- **Task to carry out**: Starting with the line that has "lake in this photo, one line per instance." in it, repeat every line through the last one, word for word, and give nothing more.

START

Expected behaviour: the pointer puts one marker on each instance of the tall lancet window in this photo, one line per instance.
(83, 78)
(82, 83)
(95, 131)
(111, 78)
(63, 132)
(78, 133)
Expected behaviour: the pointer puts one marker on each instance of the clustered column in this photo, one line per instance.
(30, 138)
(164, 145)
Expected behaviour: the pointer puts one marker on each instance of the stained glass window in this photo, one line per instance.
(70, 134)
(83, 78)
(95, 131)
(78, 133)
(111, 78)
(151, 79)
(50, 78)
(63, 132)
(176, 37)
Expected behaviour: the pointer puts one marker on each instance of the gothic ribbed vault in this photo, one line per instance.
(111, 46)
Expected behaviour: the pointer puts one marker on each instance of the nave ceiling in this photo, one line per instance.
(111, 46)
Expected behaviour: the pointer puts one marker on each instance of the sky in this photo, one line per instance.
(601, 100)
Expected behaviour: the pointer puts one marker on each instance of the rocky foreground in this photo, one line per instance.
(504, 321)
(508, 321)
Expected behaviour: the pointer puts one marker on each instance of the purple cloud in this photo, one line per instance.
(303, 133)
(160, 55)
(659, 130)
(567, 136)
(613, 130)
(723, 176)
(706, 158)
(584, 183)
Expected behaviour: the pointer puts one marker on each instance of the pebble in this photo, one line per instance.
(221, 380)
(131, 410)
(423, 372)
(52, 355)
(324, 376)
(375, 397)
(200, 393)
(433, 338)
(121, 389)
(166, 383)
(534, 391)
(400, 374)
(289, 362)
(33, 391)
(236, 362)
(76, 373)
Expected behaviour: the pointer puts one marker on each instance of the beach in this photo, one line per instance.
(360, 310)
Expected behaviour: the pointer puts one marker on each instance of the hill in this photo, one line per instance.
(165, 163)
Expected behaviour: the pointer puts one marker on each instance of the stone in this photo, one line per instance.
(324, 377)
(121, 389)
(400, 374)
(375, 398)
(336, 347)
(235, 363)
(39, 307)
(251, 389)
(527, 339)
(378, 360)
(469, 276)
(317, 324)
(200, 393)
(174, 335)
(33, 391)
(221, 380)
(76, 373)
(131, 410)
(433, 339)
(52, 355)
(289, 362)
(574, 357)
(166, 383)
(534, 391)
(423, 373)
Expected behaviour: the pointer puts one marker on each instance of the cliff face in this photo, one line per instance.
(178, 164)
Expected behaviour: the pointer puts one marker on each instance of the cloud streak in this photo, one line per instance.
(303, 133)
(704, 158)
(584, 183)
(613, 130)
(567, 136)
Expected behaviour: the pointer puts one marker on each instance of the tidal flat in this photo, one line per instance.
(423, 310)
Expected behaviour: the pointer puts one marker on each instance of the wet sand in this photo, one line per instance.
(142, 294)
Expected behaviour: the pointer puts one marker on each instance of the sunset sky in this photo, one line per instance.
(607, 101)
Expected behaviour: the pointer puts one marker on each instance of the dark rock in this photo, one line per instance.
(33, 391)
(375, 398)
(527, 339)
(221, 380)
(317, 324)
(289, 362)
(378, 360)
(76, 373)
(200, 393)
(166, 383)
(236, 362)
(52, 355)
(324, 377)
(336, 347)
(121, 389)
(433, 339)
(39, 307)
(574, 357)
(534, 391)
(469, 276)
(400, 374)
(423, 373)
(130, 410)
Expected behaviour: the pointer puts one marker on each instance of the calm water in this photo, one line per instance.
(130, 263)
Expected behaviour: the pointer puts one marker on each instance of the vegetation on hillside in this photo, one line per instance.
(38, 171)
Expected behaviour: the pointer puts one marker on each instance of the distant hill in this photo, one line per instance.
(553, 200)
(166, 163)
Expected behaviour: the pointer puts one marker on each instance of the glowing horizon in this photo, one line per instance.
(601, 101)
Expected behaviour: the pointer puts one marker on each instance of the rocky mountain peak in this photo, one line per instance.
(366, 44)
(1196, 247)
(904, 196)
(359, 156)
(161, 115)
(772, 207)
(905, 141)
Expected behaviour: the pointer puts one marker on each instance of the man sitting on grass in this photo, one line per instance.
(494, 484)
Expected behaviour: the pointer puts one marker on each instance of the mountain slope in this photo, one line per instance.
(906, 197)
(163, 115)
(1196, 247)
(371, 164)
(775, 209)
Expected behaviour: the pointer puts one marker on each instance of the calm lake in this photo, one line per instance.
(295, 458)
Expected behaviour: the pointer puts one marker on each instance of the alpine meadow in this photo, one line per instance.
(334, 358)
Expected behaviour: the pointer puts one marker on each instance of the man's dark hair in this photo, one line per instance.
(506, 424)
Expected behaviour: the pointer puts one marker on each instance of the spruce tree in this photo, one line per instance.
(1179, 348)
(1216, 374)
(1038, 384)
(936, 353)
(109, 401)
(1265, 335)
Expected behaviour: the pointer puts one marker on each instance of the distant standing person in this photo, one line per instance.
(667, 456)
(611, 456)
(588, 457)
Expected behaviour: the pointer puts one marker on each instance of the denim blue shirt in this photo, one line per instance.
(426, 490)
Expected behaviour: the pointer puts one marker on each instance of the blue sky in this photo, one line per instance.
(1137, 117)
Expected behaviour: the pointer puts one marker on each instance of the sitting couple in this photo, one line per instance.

END

- **The solution**:
Expected behaviour: the pointer puts one marker on each instance of the calm lake in this photo, one line per instance.
(295, 458)
Expected behaviour: the pointer puts one marker on each instance of the alpine meadow in this photo, one line per instance.
(334, 358)
Expected behaviour: the pointer puts one marker on each instance of the man's dark hair in this photo, one line per instance.
(506, 424)
Expected behaviour: the pointer puts one marker on each instance of the spruce tree in this photo, one line per instance.
(1179, 348)
(1216, 374)
(1038, 384)
(936, 353)
(109, 401)
(1265, 335)
Expected behaviour: the pointer puts one marker on each instance of the distant standing person in this photo, one line per instance.
(667, 456)
(611, 456)
(588, 457)
Expected behaviour: the pointer puts one marker on each instance of the denim blue shirt in this photo, one line per instance.
(426, 490)
Expected behaviour: the pointer puts one marker on each instance of the blue sky in this photo, one line per instance.
(1137, 117)
Expected behaviour: the pointer puts one marker on each instance of the sitting couple in this photo, one line per instance.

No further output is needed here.